Point localization data>
•••••

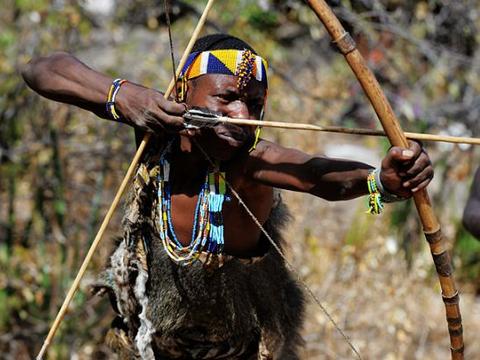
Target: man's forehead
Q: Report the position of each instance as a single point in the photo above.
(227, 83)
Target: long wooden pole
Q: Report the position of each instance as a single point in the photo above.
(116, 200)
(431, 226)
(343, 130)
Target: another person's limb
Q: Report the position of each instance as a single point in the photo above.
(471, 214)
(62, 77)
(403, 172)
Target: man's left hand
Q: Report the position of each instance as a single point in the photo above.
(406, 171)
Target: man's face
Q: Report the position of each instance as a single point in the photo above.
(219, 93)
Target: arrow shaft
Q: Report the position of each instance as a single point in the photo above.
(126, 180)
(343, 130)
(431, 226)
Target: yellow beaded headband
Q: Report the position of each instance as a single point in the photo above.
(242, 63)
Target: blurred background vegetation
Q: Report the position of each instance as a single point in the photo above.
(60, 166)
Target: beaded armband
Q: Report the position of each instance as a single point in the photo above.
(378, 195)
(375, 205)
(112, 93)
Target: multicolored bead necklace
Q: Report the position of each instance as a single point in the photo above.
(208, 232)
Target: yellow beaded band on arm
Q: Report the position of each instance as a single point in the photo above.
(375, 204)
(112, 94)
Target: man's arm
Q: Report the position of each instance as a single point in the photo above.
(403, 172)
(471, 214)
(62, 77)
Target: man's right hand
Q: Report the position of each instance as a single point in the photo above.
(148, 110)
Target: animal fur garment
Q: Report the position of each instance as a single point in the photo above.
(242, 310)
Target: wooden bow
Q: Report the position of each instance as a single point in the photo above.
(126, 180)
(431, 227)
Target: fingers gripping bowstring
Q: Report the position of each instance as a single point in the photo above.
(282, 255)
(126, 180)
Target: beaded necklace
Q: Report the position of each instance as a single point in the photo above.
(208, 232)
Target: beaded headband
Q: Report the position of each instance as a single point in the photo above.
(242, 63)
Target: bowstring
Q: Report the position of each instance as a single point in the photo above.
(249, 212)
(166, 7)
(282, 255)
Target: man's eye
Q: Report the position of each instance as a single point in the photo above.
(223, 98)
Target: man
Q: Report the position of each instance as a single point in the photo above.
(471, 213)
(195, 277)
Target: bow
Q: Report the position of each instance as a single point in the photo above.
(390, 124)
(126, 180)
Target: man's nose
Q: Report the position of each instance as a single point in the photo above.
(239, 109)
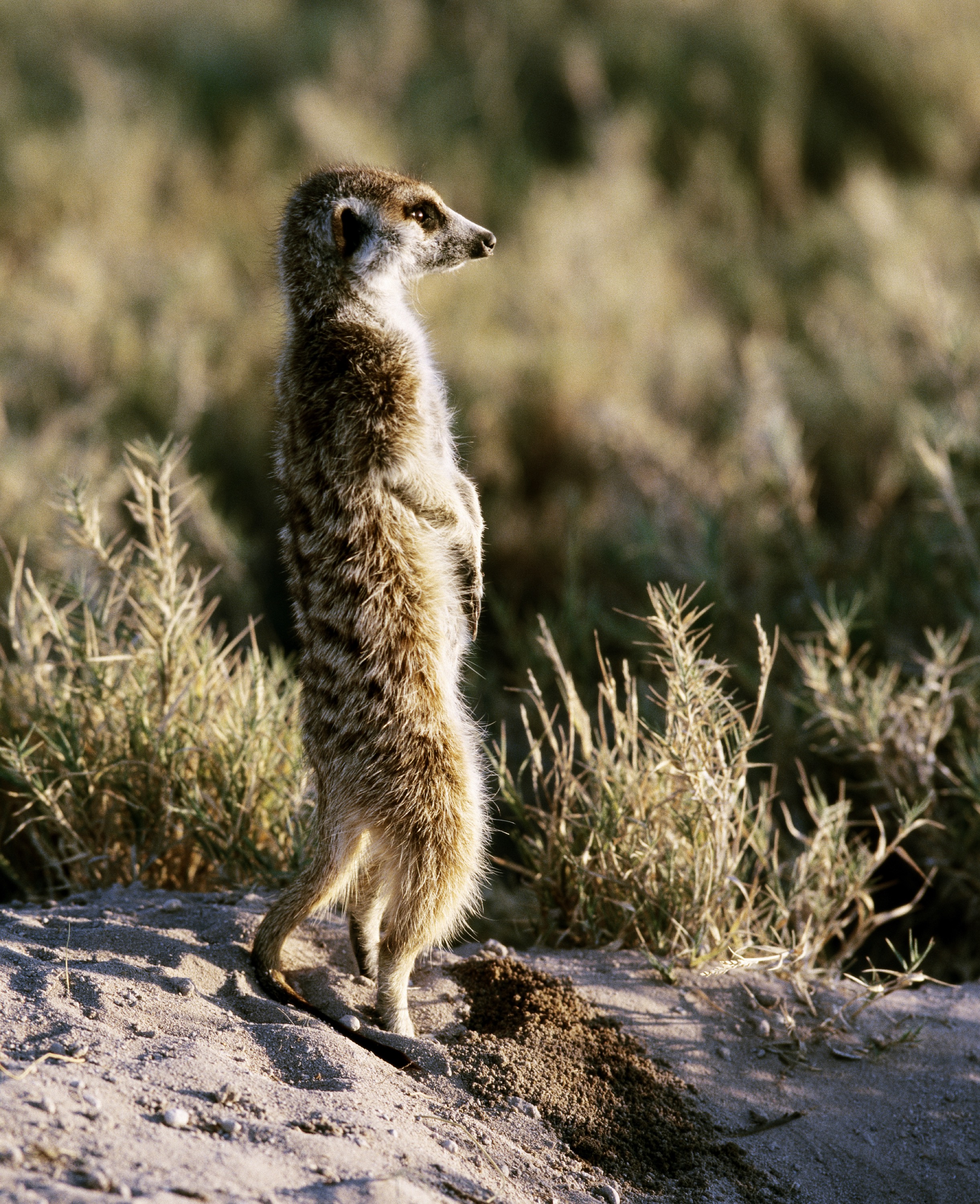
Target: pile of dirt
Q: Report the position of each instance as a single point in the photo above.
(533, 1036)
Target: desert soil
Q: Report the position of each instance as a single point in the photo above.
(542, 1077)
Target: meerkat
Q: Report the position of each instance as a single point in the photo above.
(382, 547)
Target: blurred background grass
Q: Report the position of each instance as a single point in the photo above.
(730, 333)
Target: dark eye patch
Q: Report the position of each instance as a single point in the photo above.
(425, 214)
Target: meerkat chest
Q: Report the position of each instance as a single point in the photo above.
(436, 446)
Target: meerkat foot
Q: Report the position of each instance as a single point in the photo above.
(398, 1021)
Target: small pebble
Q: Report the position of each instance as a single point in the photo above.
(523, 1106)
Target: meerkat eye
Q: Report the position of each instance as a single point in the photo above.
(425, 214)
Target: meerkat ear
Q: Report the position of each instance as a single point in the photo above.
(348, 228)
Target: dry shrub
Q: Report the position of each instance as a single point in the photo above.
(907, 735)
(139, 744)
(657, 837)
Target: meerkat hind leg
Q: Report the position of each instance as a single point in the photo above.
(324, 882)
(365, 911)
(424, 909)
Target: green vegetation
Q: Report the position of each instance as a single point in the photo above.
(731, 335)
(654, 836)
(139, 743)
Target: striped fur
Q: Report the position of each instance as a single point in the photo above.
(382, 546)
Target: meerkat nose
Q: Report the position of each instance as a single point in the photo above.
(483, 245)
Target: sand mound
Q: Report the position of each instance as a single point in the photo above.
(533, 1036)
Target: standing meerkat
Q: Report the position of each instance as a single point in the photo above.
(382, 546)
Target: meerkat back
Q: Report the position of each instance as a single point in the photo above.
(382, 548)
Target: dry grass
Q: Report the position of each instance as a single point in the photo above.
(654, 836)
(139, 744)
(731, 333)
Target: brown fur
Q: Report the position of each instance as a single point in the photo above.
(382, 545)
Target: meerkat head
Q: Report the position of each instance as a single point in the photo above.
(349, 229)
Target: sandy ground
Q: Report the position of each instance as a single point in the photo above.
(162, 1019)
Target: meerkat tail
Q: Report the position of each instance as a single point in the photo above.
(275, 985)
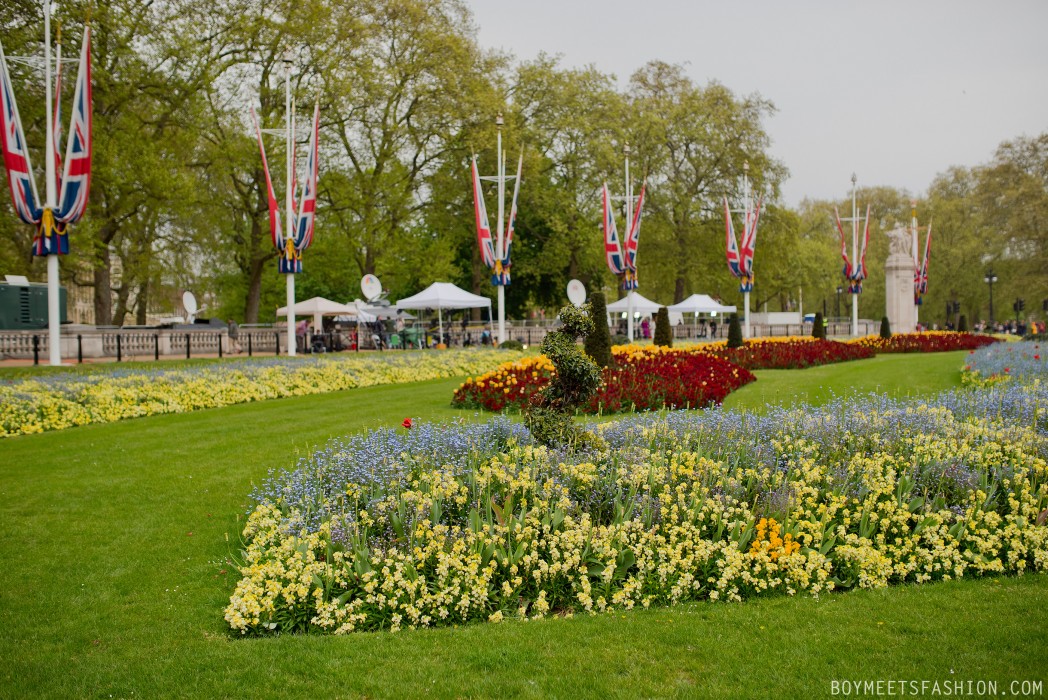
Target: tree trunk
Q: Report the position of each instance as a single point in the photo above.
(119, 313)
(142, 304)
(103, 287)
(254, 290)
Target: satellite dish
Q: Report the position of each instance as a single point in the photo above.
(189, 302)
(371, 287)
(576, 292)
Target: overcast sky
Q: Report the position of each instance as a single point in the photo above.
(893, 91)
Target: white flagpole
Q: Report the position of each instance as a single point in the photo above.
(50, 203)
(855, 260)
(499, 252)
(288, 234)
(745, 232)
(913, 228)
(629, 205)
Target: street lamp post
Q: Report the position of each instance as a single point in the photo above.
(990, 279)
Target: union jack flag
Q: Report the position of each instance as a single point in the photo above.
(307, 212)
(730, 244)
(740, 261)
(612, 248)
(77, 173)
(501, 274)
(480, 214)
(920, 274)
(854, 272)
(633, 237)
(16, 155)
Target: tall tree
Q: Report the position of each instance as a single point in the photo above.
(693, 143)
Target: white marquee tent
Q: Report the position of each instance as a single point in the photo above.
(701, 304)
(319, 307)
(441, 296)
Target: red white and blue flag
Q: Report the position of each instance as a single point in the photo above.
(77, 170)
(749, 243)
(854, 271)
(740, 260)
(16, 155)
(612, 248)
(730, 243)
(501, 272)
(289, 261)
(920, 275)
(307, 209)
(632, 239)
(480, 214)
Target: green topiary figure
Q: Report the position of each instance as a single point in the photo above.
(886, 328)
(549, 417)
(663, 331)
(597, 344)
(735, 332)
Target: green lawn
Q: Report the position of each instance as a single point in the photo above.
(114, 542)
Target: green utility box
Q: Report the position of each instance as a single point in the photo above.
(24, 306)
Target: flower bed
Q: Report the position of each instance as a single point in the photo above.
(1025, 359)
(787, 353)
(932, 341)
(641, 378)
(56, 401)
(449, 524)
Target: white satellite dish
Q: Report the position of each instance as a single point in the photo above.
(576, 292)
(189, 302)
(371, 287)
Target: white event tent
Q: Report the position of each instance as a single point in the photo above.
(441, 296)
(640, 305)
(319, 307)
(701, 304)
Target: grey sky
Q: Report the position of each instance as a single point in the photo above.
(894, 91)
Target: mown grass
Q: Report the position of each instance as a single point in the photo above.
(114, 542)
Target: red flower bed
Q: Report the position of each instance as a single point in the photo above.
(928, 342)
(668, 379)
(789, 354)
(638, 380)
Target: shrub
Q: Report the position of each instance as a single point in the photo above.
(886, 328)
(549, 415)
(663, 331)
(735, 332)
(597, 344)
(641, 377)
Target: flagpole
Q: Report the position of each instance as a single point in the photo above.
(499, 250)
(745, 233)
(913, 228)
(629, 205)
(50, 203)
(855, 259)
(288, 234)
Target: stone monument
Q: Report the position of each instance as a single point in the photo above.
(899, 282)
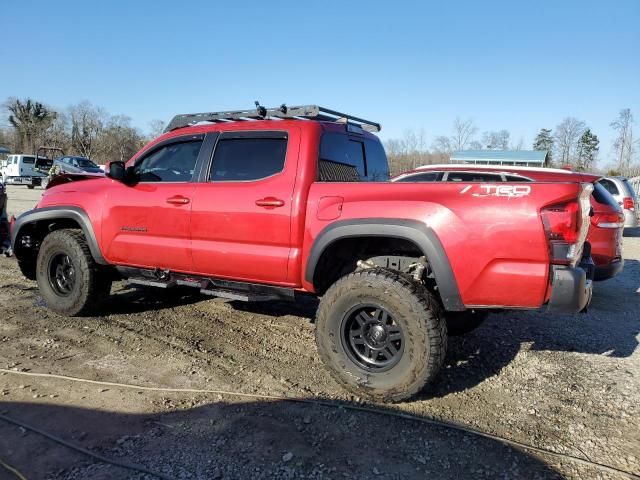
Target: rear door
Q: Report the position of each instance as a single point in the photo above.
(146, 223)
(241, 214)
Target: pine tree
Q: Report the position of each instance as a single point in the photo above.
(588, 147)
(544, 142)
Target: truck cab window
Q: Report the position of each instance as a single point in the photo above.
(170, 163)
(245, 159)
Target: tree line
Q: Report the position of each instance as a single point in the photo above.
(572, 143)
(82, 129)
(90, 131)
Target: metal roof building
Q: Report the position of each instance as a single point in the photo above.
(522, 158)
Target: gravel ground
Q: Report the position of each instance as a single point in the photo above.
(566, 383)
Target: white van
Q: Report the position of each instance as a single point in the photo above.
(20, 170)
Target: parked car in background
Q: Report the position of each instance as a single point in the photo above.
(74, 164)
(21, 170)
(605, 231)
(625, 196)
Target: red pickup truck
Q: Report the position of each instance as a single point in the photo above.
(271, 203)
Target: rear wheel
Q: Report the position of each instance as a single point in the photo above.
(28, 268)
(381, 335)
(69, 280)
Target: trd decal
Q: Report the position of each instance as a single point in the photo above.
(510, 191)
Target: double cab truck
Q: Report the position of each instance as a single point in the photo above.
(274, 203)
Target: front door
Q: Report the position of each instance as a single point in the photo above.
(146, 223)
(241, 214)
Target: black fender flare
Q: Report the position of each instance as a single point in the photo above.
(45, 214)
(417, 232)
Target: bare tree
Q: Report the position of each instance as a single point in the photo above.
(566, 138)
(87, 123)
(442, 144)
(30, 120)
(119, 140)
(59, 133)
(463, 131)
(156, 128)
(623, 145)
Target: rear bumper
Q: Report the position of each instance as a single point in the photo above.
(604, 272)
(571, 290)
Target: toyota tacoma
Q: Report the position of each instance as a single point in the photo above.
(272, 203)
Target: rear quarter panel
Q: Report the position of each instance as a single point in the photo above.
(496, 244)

•••••

Instructions to follow>
Quote word for word only the lines above from the one containing "Target: man's right hand" through the one containing "Target: meerkat chest". Pictures stay out of your copy.

Solution to the exercise>
Target: man's right hand
Q: Report the position of each instance as a single point in the photo above.
(148, 110)
Target: animal fur garment
Q: Report the position of each instance as a single point in the photo above.
(242, 310)
Target: wooden bow
Q: Report the position of each instance as a single point in the photo above.
(126, 180)
(431, 227)
Target: fingers gripping bowstring
Q: Report the position of each instance as a single point in the photo above.
(282, 255)
(126, 180)
Target: beaded necklace
Q: Report the position of each instance as a single point in the photo above.
(208, 232)
Target: beaded headband
Q: Report the position of each instance as a single point in the photo above.
(242, 63)
Target: bowstring
Q: Report the position of each instance as a single point in the photo above.
(249, 212)
(166, 7)
(282, 255)
Target: man's eye
Q: Report the position of each instance as a single point in the photo above.
(223, 98)
Target: man
Q: Report the position of each instance as a single point in the photo above.
(471, 213)
(195, 277)
Target: bow
Q: Report the position of each instance as a single point in the photo above.
(390, 124)
(126, 180)
Target: man's nose
Q: Report the position of each instance as a single point in the photo above.
(239, 109)
Target: pile of dirt
Q: Report the position of each instance as a single point in the photo above.
(533, 1036)
Target: desert soil
Q: Report the position of each instance as a single point in the photo above.
(542, 1077)
Target: meerkat
Q: Report the position of each instance as a single point in the photo above.
(382, 547)
Target: blurred background grass
Q: Report the position of each instance as a single point in the photo above.
(730, 333)
Target: dark eye patch
Q: Report the position of each instance as a single point in the photo above.
(425, 214)
Target: meerkat chest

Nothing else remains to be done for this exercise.